====== EXERCISE MATERIALS ======

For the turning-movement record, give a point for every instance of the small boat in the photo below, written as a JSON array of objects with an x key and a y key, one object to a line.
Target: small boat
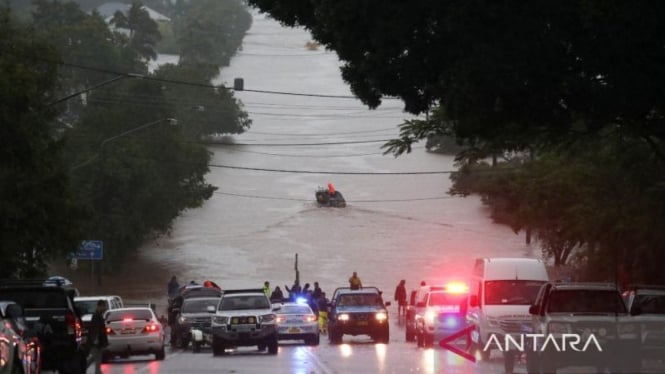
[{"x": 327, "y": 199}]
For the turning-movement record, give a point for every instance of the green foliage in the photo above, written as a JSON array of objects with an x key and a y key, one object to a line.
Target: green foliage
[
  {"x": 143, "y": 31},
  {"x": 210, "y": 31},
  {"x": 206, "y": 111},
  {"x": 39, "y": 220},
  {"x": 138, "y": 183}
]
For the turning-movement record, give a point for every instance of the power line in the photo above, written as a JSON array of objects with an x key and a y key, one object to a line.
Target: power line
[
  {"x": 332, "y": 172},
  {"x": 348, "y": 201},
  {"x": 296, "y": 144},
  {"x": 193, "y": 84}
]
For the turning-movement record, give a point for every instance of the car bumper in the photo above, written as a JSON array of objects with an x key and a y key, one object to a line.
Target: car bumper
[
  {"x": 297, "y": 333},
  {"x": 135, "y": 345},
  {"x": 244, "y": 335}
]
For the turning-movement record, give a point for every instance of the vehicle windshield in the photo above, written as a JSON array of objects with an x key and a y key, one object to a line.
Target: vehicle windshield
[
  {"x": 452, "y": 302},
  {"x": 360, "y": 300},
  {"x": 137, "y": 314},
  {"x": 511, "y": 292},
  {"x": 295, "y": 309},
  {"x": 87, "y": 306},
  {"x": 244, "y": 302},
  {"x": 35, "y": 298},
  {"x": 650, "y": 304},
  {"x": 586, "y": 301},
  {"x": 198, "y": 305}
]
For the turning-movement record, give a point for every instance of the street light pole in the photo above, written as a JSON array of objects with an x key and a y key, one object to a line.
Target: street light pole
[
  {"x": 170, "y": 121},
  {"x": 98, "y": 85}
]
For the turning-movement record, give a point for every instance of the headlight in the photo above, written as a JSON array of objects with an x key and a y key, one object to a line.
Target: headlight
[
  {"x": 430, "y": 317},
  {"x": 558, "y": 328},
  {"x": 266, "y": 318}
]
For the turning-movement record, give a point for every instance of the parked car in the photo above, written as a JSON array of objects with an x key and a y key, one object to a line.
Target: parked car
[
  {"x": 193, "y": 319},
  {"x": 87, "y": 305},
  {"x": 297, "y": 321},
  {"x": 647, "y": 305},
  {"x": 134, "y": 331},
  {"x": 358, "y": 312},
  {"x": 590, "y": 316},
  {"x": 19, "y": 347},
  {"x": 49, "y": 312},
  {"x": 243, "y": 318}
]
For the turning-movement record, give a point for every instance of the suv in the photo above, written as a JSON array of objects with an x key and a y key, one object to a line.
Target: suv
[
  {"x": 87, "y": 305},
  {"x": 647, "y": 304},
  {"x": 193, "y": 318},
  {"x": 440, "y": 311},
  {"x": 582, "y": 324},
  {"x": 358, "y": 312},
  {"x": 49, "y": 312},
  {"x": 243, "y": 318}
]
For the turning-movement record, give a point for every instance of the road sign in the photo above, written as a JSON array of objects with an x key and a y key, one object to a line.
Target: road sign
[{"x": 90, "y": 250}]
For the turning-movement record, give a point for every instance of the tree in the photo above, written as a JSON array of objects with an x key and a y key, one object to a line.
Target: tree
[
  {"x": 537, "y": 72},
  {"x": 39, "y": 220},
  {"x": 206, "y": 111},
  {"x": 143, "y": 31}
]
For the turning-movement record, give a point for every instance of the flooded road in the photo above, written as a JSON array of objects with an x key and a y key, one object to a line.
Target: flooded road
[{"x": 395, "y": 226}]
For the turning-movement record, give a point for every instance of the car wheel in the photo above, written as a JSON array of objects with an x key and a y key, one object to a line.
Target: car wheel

======

* WHAT IS NEEDED *
Turn the lines above into a JSON list of strings, one string per line and no blank lines, and leave the pictures out.

* COMPLETED TASK *
[
  "For the turning-movement record, give a point for every instance of the small boat in the photo below, written as a JSON array of objects with an x key and a y key, one object to a line.",
  "Target: small boat",
  "[{\"x\": 327, \"y\": 199}]",
  "For the turning-movement record, give a point for every instance of the green foliage in the photo above, written as a JSON array of objects with an x key and a y key, one object to a line.",
  "Target: green foliage",
  "[",
  "  {\"x\": 143, \"y\": 31},",
  "  {\"x\": 210, \"y\": 31},",
  "  {\"x\": 206, \"y\": 111},",
  "  {\"x\": 39, \"y\": 220},",
  "  {\"x\": 138, \"y\": 183}",
  "]",
  "For the turning-movement record, give a point for every instance of the power line in the photo above, written as a JSON array of objects with an x key and a y key, one object to a line.",
  "Target: power line",
  "[",
  "  {\"x\": 332, \"y\": 172},",
  "  {\"x\": 348, \"y\": 201},",
  "  {\"x\": 296, \"y\": 144},",
  "  {\"x\": 193, \"y\": 84}",
  "]",
  "For the turning-movement record, give a point for every instance of the car bumper in the photo above, written as a JSON array of objects with an x key and a y key, one object to a line.",
  "Target: car bumper",
  "[",
  "  {\"x\": 297, \"y\": 333},",
  "  {\"x\": 135, \"y\": 345},",
  "  {\"x\": 244, \"y\": 335}",
  "]",
  "For the turning-movement record, give a point for every instance of the vehicle windshield in the photo above, written as a JSON array of objects with an x key and a y key, one object to a line.",
  "Target: vehicle windshield",
  "[",
  "  {\"x\": 452, \"y\": 302},",
  "  {\"x\": 360, \"y\": 300},",
  "  {\"x\": 137, \"y\": 314},",
  "  {\"x\": 511, \"y\": 292},",
  "  {\"x\": 295, \"y\": 309},",
  "  {\"x\": 87, \"y\": 306},",
  "  {\"x\": 244, \"y\": 302},",
  "  {\"x\": 35, \"y\": 298},",
  "  {\"x\": 650, \"y\": 304},",
  "  {\"x\": 586, \"y\": 301},",
  "  {\"x\": 198, \"y\": 305}",
  "]",
  "For the turning-movement record, give a point for every instance of the street light pole in the photo above, written as a JSON array of objects with an x key and a y key, one object to a line.",
  "Target: street light pole",
  "[",
  "  {\"x\": 170, \"y\": 121},",
  "  {\"x\": 98, \"y\": 85}",
  "]",
  "For the turning-movement record, give a point for every instance of the headlight in the photo above, written as a JSON array of objects with an x key and a y key, one object to a line.",
  "Target: headlight",
  "[",
  "  {\"x\": 430, \"y\": 317},",
  "  {\"x\": 558, \"y\": 328},",
  "  {\"x\": 266, \"y\": 318}",
  "]",
  "For the turning-movement record, give a point for every instance of the parked car in the photo above, written as a JSON array of objects with an x key and a y key, one object to a line.",
  "Target: parked car",
  "[",
  "  {\"x\": 193, \"y\": 319},",
  "  {\"x\": 87, \"y\": 305},",
  "  {\"x\": 297, \"y\": 321},",
  "  {\"x\": 647, \"y\": 305},",
  "  {\"x\": 134, \"y\": 331},",
  "  {\"x\": 358, \"y\": 312},",
  "  {\"x\": 590, \"y\": 316},",
  "  {\"x\": 19, \"y\": 347},",
  "  {\"x\": 49, \"y\": 312},",
  "  {\"x\": 243, \"y\": 318}",
  "]",
  "For the turning-movement record, give a point for every instance of the suv in the photo above, written as a JSON array of objects with an x key and a y key, one object to a line.",
  "Target: suv",
  "[",
  "  {\"x\": 87, \"y\": 305},",
  "  {\"x\": 647, \"y\": 304},",
  "  {\"x\": 193, \"y\": 318},",
  "  {\"x\": 440, \"y\": 311},",
  "  {\"x\": 582, \"y\": 324},",
  "  {\"x\": 358, \"y\": 312},",
  "  {\"x\": 49, \"y\": 312},",
  "  {\"x\": 243, \"y\": 318}",
  "]",
  "For the turning-movement record, give a point for every instance of the road sign in the photo above, written as a JSON array of objects with an x key and a y key, one object to a line.",
  "Target: road sign",
  "[{\"x\": 90, \"y\": 250}]",
  "For the turning-movement record, give a point for every instance of the tree in the photo above, written as a JSON array of objects with an x key and a y key, one object to a line.",
  "Target: tree",
  "[",
  "  {\"x\": 537, \"y\": 72},",
  "  {\"x\": 39, \"y\": 220},",
  "  {\"x\": 206, \"y\": 111},",
  "  {\"x\": 143, \"y\": 31}",
  "]",
  "For the turning-movement record, give a point for every instance of the flooded road in the photo above, written as a JSON array of objects with an x key and a y key, one object to a line.",
  "Target: flooded road",
  "[{\"x\": 395, \"y\": 226}]",
  "For the turning-movement record, give a point for every instance of the car wheel in the photo above, written as a JSON array of objects with an x key and a y key, one object to a line.",
  "Target: car wheel"
]